§ **给定文本**:
>>>>>

孙传芳听了,约摸有两三分钟不说话,忽然开口说:“刘先生,你有什么高见?”我说:“联帅本是应我们江苏人的请求而来。胜败兵家常事,我们决不埋怨你。但是联帅要向那一方面低头合作,似乎应该问问江苏老百姓的意见。现在我老实说,江苏老百姓宁可受国民党的统治,决不愿再受胡子的骚扰。请你考虑。”
孙传芳听了我的一席话,当然很不痛快。他很坚决的回答我:“刘先生所谈,不能说是没有道理。但是我孙传芳脾气不好。我宁可啃窝窝头,不愿吃大米饭。我与国民党是不能合作的。我可以告诉刘先生:蒋介石曾叫张群来找过我两次,我已拒绝他。我对不起刘先生,也对不起江苏人,我抱歉得很!”
我听了这话,就站起来,说:“联帅千万珍重!”我同他一握手,就同丁在君一同辞别出来了。大门外就是火车站,站上还停着我和在君来时坐的专车。我们就坐了原车回上海。

<<<<<

§ **任务要求**:
1 - 请把关于孙传芳的这段文字中的句子“大门外就是火车站,站上还停着我和在君来时坐的专车。”译成英文。
2 - 请把关于孙传芳的这段文字从“孙传芳听了,约摸有两三分钟不”起至“专车。我们就坐了原车回上海。”止(包括这两处)重写一遍,将其中的“专车”替换为“包车”。
下面各行是另外的材料,与上文无关。

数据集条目
>>>>>

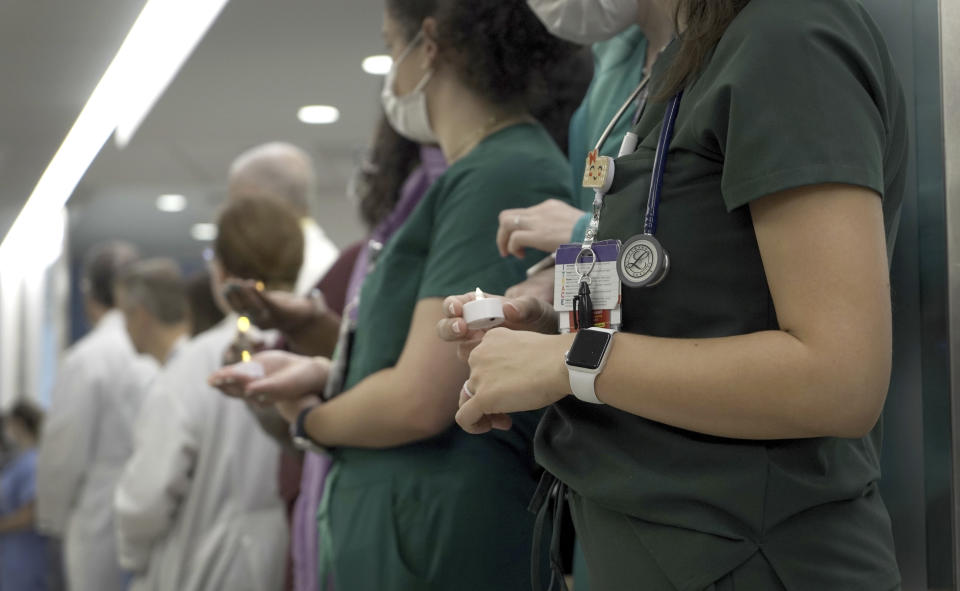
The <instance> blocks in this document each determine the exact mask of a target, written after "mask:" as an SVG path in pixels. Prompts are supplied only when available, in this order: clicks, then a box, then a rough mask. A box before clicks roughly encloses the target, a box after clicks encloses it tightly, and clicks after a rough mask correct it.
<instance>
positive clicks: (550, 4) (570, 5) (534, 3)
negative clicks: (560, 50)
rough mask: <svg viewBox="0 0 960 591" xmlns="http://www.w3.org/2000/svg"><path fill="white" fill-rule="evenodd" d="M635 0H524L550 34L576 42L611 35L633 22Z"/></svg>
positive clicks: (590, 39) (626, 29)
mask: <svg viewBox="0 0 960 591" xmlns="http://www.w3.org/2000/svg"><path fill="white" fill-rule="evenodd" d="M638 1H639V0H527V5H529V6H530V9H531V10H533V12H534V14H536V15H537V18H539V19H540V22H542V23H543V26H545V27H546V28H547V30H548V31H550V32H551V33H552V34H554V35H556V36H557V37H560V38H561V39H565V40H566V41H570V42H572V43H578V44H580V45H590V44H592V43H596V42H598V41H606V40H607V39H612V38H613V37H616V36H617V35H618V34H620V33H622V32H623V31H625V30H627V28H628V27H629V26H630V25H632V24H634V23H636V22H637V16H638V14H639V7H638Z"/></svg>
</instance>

<<<<<

§ **各题答案**:
1 - Right outside the main gate was the railway station, where the special train that Zaijun and I had come on was still standing.

2 -
孙传芳听了,约摸有两三分钟不说话,忽然开口说:“刘先生,你有什么高见?”我说:“联帅本是应我们江苏人的请求而来。胜败兵家常事,我们决不埋怨你。但是联帅要向那一方面低头合作,似乎应该问问江苏老百姓的意见。现在我老实说,江苏老百姓宁可受国民党的统治,决不愿再受胡子的骚扰。请你考虑。”
孙传芳听了我的一席话,当然很不痛快。他很坚决的回答我:“刘先生所谈,不能说是没有道理。但是我孙传芳脾气不好。我宁可啃窝窝头,不愿吃大米饭。我与国民党是不能合作的。我可以告诉刘先生:蒋介石曾叫张群来找过我两次,我已拒绝他。我对不起刘先生,也对不起江苏人,我抱歉得很!”
我听了这话,就站起来,说:“联帅千万珍重!”我同他一握手,就同丁在君一同辞别出来了。大门外就是火车站,站上还停着我和在君来时坐的包车。我们就坐了原车回上海。